**REQUIRED WORK**
Transcribe the records that follow exactly. Skip the pictures.

**Extracted records**
──────────────────────────────

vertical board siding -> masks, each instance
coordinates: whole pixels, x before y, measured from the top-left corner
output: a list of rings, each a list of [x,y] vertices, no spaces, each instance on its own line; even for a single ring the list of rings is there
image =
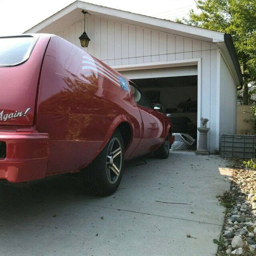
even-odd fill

──────────────────────────────

**REPLY**
vertical board siding -> masks, each instance
coordinates: whole pixels, x before y, measured from the top-left corner
output: a list of rings, each a list of [x,y] vertices, no spaces, each instance on its own line; even for a single ring the list of rings is there
image =
even-odd fill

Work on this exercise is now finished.